- _Aim of the task_: From the piece below on the British government's look back at the Palestine Mandate, return the passage starting with "In Echoes in" and going on through "seemed so logical...", copied word for word.

- _Excerpt to read_:
··········
The Awakening: The British Government Looks Back on the Mandate

In Echoes in the Darkness, Joseph Wambaugh says that victims of confidence games often report a dreamlike quality when they look back at actions taken while they believed in the scam. While they were being fooled, everything seemed so logical...

In mid May of 1948, when the British were leaving Palestine, the Jewish Agency was about to declare the birth of the independent state of Israel, and the Nakba had been going on for weeks, the British government published a review of the British Mandate in Palestine - their perspective of Palestine's preceding thirty years.1 The British themselves had left under a barrage of terrorist acts perpetrated by the Zionists, and for months, Zionist armed force had been turned against Arab Palestinian civilians - more than 400,000 Palestinian Arabs had already been driven out of about 225 of the cities and towns of Palestine.2

This short history provides one view of the process that led from World War I to the creation of Israel, and concurrently, led to the Middle East conflict that continues to the present day. It's also the story of a kind of gradual awakening, as the British watched the potential contradiction in the Balfour Declaration - to create a Jewish homeland, without predjudicing the existing population - substantiate into some very grim realities.
··········
- _Extracted data_:
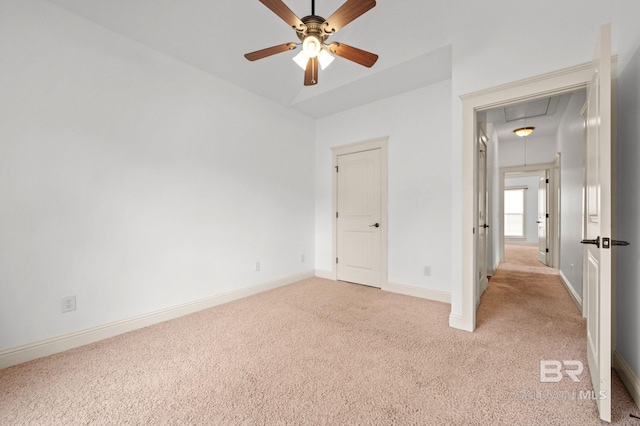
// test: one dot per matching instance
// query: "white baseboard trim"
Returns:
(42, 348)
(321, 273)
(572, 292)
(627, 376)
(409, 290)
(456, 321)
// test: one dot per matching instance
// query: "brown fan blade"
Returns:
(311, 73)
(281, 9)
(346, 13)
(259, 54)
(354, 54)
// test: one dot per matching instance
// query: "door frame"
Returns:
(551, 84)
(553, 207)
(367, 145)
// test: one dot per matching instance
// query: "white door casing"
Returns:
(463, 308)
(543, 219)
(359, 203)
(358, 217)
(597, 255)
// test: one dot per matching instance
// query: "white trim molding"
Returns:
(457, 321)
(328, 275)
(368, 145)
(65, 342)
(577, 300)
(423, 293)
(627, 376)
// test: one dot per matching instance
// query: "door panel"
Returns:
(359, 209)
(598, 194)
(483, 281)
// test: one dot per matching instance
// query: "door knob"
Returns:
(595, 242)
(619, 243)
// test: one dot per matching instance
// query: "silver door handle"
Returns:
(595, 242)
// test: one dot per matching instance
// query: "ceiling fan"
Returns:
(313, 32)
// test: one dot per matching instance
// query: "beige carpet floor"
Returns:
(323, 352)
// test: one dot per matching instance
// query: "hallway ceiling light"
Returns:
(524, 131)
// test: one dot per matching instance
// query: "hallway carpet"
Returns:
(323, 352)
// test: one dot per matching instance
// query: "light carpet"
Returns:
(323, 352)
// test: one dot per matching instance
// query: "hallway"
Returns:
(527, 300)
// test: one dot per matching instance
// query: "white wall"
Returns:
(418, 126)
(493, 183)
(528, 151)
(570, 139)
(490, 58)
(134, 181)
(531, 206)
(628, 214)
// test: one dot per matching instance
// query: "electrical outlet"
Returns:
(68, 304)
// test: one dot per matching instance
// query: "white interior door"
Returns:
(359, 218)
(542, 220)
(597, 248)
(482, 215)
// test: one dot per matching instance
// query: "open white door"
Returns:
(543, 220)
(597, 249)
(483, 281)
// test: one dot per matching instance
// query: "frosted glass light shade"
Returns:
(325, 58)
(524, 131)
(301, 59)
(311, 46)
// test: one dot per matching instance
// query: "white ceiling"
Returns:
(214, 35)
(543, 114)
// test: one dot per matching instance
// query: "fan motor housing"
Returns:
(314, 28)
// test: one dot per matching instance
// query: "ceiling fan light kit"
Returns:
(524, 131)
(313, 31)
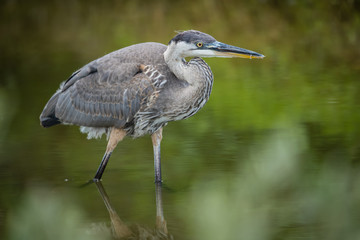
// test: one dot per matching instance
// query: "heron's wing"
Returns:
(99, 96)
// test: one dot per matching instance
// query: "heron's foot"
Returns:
··········
- _Complete answer_:
In Echoes in the Darkness, Joseph Wambaugh says that victims of confidence games often report a dreamlike quality when they look back at actions taken while they believed in the scam. While they were being fooled, everything seemed so logical...